### Task instructions
Which lines in the rows below contain the word "shown"? List every such line in full.
───── Supplied records ─────
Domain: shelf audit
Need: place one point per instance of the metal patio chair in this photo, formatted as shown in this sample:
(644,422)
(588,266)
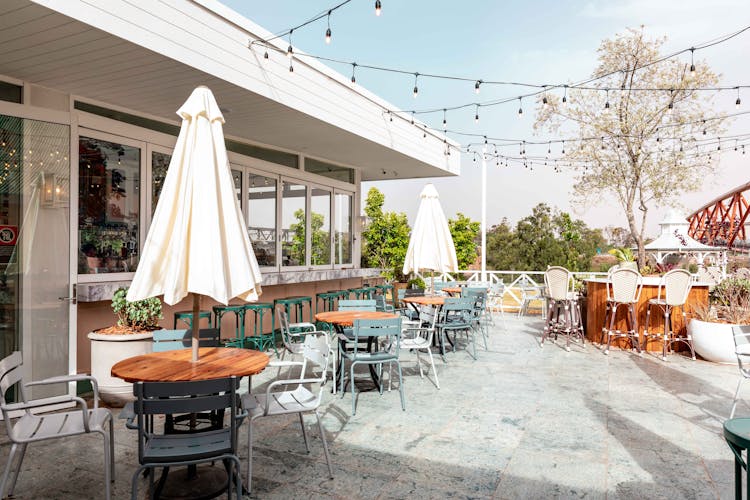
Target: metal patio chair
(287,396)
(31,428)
─────
───── Supplied records ─────
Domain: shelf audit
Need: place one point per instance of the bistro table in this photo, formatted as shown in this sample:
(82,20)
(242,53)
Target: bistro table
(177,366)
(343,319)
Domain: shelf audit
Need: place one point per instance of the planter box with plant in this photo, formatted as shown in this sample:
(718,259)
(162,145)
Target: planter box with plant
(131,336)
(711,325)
─────
### Task output
Need: place one point per instance of the metal patio chair in this photo, formatted as shown in this sample:
Need: place one point per instance of the bistro table in this photo, formatted as shown in this sample:
Need: place one point per instance of the planter box with plant in this photo, formatted as shown in this sample:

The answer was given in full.